- [Data extract]:

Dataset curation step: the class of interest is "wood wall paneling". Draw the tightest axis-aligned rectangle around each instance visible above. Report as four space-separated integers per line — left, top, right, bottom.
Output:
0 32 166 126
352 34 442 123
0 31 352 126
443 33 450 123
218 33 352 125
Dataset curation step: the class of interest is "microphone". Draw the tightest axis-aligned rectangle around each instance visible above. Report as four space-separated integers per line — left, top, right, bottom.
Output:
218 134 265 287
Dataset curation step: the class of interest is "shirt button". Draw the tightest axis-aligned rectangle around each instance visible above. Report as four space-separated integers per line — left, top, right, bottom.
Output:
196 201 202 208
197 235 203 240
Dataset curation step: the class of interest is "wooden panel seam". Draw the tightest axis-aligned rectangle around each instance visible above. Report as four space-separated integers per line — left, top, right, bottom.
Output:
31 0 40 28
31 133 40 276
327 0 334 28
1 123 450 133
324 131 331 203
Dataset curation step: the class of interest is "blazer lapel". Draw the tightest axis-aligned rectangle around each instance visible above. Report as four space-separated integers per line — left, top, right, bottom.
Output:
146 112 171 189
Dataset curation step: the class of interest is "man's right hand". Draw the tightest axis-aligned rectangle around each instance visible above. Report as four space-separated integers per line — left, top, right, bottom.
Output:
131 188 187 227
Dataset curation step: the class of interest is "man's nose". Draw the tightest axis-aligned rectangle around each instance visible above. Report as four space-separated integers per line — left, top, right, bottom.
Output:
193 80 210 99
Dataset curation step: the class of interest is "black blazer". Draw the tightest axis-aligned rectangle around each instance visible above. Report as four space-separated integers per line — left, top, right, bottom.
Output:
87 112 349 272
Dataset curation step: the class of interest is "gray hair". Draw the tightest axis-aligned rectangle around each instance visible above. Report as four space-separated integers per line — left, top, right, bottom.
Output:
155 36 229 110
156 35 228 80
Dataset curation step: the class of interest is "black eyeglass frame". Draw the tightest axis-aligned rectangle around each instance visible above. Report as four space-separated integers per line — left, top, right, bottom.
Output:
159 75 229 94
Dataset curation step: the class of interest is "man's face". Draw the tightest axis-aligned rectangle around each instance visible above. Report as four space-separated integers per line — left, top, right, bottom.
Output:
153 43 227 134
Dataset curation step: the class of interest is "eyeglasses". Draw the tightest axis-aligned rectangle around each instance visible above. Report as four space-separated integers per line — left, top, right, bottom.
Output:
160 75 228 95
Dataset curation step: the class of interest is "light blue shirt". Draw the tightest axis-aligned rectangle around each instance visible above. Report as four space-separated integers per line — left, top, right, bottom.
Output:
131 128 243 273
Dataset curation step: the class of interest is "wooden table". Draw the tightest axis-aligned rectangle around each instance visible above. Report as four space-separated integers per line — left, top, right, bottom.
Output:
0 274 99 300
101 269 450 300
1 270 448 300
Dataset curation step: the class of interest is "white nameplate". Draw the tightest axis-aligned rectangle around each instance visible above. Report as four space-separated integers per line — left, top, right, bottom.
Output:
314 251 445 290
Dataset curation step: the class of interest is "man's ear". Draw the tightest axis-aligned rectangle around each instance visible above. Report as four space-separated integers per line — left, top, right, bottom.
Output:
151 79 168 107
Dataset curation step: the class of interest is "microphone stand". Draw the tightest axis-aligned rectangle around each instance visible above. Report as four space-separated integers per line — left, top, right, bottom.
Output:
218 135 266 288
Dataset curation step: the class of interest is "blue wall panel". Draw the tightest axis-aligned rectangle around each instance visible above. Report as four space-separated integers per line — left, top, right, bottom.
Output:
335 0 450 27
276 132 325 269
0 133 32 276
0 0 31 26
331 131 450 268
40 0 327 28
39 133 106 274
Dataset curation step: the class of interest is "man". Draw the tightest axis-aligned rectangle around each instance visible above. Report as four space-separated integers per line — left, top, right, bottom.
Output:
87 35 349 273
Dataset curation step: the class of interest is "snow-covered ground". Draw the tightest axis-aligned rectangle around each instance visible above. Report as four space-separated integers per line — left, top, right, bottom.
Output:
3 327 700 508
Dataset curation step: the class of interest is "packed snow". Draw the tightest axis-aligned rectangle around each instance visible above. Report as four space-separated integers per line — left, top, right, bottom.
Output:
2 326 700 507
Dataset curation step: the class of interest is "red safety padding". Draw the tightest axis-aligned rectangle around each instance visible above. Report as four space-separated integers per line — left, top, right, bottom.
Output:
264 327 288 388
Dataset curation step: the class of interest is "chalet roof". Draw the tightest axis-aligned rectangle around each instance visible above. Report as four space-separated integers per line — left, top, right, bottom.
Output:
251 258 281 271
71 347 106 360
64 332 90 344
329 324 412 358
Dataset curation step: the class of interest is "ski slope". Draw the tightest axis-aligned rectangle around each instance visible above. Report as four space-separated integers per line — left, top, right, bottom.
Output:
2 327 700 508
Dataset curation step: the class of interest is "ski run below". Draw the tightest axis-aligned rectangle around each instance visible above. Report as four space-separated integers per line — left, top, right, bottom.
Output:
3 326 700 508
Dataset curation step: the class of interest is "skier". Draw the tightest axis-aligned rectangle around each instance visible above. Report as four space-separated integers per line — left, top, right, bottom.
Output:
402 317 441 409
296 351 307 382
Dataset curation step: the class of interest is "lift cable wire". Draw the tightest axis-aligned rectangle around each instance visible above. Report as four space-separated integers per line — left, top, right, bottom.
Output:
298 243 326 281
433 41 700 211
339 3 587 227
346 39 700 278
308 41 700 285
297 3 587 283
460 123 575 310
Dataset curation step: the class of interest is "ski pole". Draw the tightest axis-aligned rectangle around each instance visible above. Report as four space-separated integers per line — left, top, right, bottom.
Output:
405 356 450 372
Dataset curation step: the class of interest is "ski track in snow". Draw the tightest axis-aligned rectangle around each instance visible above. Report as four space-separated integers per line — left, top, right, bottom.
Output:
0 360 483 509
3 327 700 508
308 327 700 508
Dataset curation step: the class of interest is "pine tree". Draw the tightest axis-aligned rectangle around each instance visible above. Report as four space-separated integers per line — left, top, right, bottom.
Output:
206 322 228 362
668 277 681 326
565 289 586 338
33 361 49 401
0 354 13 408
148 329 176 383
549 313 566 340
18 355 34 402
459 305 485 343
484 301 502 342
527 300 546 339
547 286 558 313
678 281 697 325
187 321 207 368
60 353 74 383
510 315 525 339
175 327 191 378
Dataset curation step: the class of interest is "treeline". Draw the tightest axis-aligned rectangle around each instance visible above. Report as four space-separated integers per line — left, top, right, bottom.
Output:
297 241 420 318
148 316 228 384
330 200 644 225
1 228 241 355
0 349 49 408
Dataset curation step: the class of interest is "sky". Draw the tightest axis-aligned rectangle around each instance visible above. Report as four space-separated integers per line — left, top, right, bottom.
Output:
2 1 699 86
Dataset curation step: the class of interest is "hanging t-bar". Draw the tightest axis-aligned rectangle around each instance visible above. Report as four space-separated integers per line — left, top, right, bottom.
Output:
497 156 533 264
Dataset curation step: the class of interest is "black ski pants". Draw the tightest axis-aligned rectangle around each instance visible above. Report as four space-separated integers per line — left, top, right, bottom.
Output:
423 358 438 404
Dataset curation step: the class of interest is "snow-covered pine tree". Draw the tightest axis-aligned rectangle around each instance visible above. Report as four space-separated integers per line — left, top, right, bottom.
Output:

- [What needs to be done]: Each line of the records should be repeated exactly as it stands.

- [Output for this exercise]:
Dataset curation step: the class of interest is "wood wall paneling". Draw the tightest axis-aligned rectangle around each instance visible above. Report as four space-separated integers per line — left, top, right, bottom.
Output:
0 32 166 126
352 34 442 123
0 31 352 126
443 33 450 123
218 33 352 125
Dataset curation step: the class of interest is "microphone". Draw the tightest axis-aligned rectangle around each instance visible above. Report as four space-separated integers per line — left, top, right, bottom.
Output:
218 134 265 287
Dataset curation step: the class of interest is "shirt button". Draw the tightest axis-aligned rectangle around each instance visible above. Report as four space-separated integers per line — left, top, right, bottom.
Output:
196 201 202 208
197 235 203 240
Dataset curation step: the class of interest is "wooden panel seam". Draw the tightest axis-aligned rectangle around each instance visible above. Report as four space-separated integers per line — left, top, right, bottom.
Output:
31 0 40 28
31 133 40 276
327 0 334 28
1 123 450 133
324 131 331 203
Dataset curation step: the class of interest is "blazer lapel". Draw the tightest axis-aligned rectangle around each instance visible above. Report as four space-separated integers per line — left, top, right, bottom.
Output:
146 112 171 189
Dataset curation step: the class of interest is "man's right hand". Draw the tightest axis-aligned rectangle around each instance visible above. Report as four space-separated integers per line — left, top, right, bottom.
Output:
131 188 187 227
Dataset curation step: the class of interest is "man's nose". Draw the tightest axis-aligned rectangle around each instance visible above. Report as four space-separated integers per line — left, top, right, bottom.
Output:
193 80 210 99
Dataset curation step: the class of interest is "black blazer". Draw the tightest axis-aligned rectangle around each instance visible above. Report as four space-separated integers per line — left, top, right, bottom.
Output:
87 112 349 272
Dataset curation step: the class of interest is "gray hair". Draw the tightest axis-aligned rectangle around each instance visible above. Report as four space-separated integers per line — left, top, right, bottom.
Output:
155 36 229 110
156 35 228 80
Dataset curation step: the class of interest is "black eyeglass frame". Draw the tightest axis-aligned rectangle around each instance visible above. Report as four space-separated integers per line — left, top, right, bottom.
Output:
159 75 229 94
Dataset curation step: the class of interest is "man's face". Draw the tightest axis-aligned rectangle around each instance visible above. Report as four space-separated integers per line — left, top, right, bottom.
Output:
153 43 227 134
Dataset curation step: the class of interest is "eyeglasses". Draw the tightest axis-aligned rectangle around each instance visible above. Report as four space-separated integers per line — left, top, right, bottom.
Output:
160 75 228 95
Dataset curation step: the class of interest is "light blue shirt". Draw the tightest axis-aligned rectangle around each instance visible above. Report as four space-separated integers per line — left, top, right, bottom.
Output:
131 128 243 273
Dataset curation step: the class of interest is "wooden table". Draw the tightest axis-aligned rectangle around each instance visible above. Report as four space-separated integers per line — left, top, right, bottom.
Output:
0 274 99 300
101 269 450 300
1 270 448 300
Dataset curation step: the class of interest is "white nameplate". Draw the tightest axis-aligned rectangle around each instance visible above. Report as four space-separated integers per line — left, top, right, bottom.
Output:
314 251 445 290
Dataset curation step: the class of interest is "man's ear". Draw the tightest axis-aligned rectangle around each instance visible above. Report as four space-separated integers per line — left, top, right, bottom.
Output:
151 79 168 107
Dataset curation step: the class of interest is "microphone stand". Draw the tightest axis-aligned rectangle around each instance visible above. Report as four space-separated integers per line — left, top, right, bottom.
Output:
218 135 266 288
Dataset curation step: the class of interest is "blue wall panel". Draw the tightest axis-aligned rectangle around each instance visible above. Report as four space-separated integers per line — left, top, right, bottom.
Output:
335 0 450 27
276 132 325 269
0 133 32 276
0 0 31 26
331 131 450 268
40 0 327 28
39 133 106 274
Dataset curation step: the class of interest is "man". Draw the tightest axis-aligned rectangle around each instance visible above. Report as four space-separated integers per line — left, top, right, bottom.
Output:
87 35 349 273
Dataset curation step: the class of interest is "snow-covered ground". Draw the tightest axis-aligned rectangle around each instance visible above. Report as four space-separated integers per line — left, top, right, bottom.
Output:
3 327 700 508
Dataset curation step: the class of interest is "packed snow". Draw the tightest axis-aligned rectangle around each instance visible above. Report as four space-separated integers per line — left, top, right, bottom.
Output:
2 326 700 507
Dataset curation step: the class of interest is "red safety padding". Draw the tightest axis-aligned rectangle around each instance visible above. Report as four space-separated integers per line — left, top, right, bottom.
Output:
264 327 288 388
Dataset curation step: the class of interest is "chalet roof". Draw the tightest axis-aligned rectangle around each instance visible above. Report as four space-separated integers per line — left, top, right, bottom.
Output:
251 258 281 271
71 347 106 360
64 332 90 344
329 324 412 358
Dataset curation step: the class of interest is "ski slope". Draw the tightest axis-aligned rectangle around each instance visible above. Report as four space-separated integers per line — left, top, right, bottom.
Output:
2 327 700 508
Dataset curation step: the class of interest is "ski run below". Draw the tightest axis-aligned rectangle around each instance visible above. Report as four space-separated integers per line — left, top, right, bottom.
Output:
3 326 700 508
Dataset curation step: the class of interest is "skier". Draw the tightest axis-aligned rectangle around each instance visible above. Report as four space-separated integers per line — left, top, right, bottom.
Output:
402 317 441 409
296 351 307 382
Dataset curation step: the class of interest is "lift cable wire". Draw the tightest axis-aligned rectangle around each instance visible above. Report as four space-separated integers per line — left, top, right, bottom.
Output:
298 243 326 281
433 41 700 211
339 3 587 227
346 39 700 278
308 41 700 285
297 3 587 283
460 123 575 310
Dataset curation step: the class of interest is "ski pole". Draw the tightest axis-aligned rectangle around each instance visible above. Report as four space-separated integers per line — left, top, right, bottom.
Output:
405 356 450 372
Dataset curation step: the class of interest is "ski track in snow". Draw the tightest axis-aligned rectangle around each instance visible above. Report as four space-separated integers per line — left, top, right, bottom.
Output:
0 360 483 509
3 327 700 508
308 327 700 508
Dataset curation step: the class of interest is "pine tree". Draw the tightest axis-aligned rectangle around each instance visible above. Report as four space-separated integers per line — left, top, right, bottom.
Output:
206 322 228 362
668 277 681 326
565 289 586 338
33 361 49 401
0 354 13 408
148 329 176 383
549 313 566 340
18 355 34 402
459 305 485 343
484 301 502 342
527 300 546 339
547 286 558 313
678 281 697 325
187 321 207 368
60 353 74 383
510 315 525 339
175 327 191 378
Dataset curation step: the class of interest is "treeline". Draw the tightest axis-aligned rectangle around each instance visible above. Report as four space-separated integers per line — left, top, right, bottom.
Output:
297 241 420 318
148 316 228 384
330 200 644 225
1 228 241 355
0 349 49 408
Dataset curation step: the class of interest is "sky". Draw the tightest axis-aligned rectangle around each instance visible above. Report as four space-separated integers per line — left, top, right, bottom.
Output:
2 1 699 86
Dataset curation step: the class of interest is "hanging t-bar". Draw the tightest axis-aligned rectangle around each instance visible above. Report as four space-separated integers per line — left, top, right, bottom.
Output:
497 156 533 264
Dataset curation step: the class of interest is "black ski pants". Draw the tightest axis-aligned rectangle around each instance visible above. Report as four space-separated integers per line — left, top, right, bottom.
Output:
423 358 438 404
Dataset curation step: the class of interest is "snow-covered pine tree". Draw the tightest axis-aligned rectangle around each instance visible above. Report as four space-separated integers per line — left, top, right, bottom.
Output:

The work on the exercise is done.